## Apply what you read
• 1. In the article on the saliva study, how many healthy volunteers provided saliva samples?
• 2. Resume the article on the saliva study from its final sentence, carrying it forward in the same style.

Our saliva contains our chemical fingerprint and in the future it could be used to diagnose diseases.
This is the frontier crossed in a recent study appeared in the Journal of Proteome Research, published by the American Chemical Society, and carried out by CERM (European Centre for Magnetic Resonance) researchers lead by Paola Turano, associate professor of Chemistry, together with scientists of the University of Graz, coordinated by Kurt Zatloukal (“Individual Human Metabolic Phenotype Analyzed by <sup>1</sup>H NMR of Saliva Samples” DOI: 10.1021/acs.jproteome.5b01060).
The study is part of research efforts aimed at discovering diagnostic procedures that are less invasive for patients, quicker and less costly. The team has challenged the hypothesis that in saliva lies disease markers as is already the case for urine. Scientists have analysed with NMR samples of saliva of 23 healthy volunteers collected several times a day for 10 consecutive days.
"The analysis concerned small molecules, the metabolites present in saliva, showing the phenotype, that is all the visible characteristics of a living being, the chemical fingerprint of each person, linked to its genes but also to the way they interact with the environment."

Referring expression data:
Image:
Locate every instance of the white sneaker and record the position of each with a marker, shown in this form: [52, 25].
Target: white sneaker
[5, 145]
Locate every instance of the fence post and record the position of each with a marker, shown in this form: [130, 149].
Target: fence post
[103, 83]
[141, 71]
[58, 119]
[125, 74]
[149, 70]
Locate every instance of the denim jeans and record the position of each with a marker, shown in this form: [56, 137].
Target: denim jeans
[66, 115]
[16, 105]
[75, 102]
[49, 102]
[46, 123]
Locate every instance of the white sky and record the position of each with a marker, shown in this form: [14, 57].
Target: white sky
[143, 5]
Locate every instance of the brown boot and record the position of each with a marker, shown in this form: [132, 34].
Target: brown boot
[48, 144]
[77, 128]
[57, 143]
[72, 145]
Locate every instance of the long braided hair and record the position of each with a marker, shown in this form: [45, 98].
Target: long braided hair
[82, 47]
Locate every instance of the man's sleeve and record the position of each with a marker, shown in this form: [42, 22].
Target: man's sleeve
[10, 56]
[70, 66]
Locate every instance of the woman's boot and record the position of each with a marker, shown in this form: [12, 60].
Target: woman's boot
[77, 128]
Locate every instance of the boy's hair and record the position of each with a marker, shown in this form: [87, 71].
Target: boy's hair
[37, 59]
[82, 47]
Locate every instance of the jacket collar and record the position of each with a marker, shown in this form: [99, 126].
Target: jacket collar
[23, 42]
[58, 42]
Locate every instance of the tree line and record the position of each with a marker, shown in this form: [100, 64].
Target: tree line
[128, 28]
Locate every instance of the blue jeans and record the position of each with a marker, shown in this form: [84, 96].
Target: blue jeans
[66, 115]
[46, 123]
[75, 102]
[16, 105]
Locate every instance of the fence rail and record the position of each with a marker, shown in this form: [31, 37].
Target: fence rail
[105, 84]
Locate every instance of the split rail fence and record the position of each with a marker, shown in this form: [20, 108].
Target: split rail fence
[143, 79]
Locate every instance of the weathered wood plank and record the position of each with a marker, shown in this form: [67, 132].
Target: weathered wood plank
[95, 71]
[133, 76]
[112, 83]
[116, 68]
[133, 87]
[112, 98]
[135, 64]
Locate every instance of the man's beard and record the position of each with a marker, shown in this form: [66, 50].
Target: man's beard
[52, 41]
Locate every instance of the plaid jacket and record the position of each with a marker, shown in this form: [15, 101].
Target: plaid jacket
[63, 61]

## Written responses
• 1. 23 healthy volunteers

• 2.
“We have demonstrated for the first time, continues Turano, that individuals carry their own 'signature' in saliva. Although further long-term research is needed, the discovery suggests that the identification of phenotypical changes could represent, one day, a reliable way of detecting the onset of illnesses.” From the comparative study of saliva and urine it has emerged as well that the individual's phenotype obtained from saliva changes as a consequence of variation in diet to a lesser degree than the one drawn from urine.
The research was financed by Ente Cassa di Risparmio di Firenze, the European Project COSMOS, Christian Doppler Laboratory for Biospecimen and Biobanking Technologies in Graz and by the Veronesi Foundation. Among the Italian authors of the study Claudio Luchinat, professor of General and Inorganic Chemistry at the University of Florence and in charge of the COSMOS Project, Antonio Mazzoleni and Leonardo Tenori, Chemistry graduand and research fellow of the Fondazione Veronesi respectively.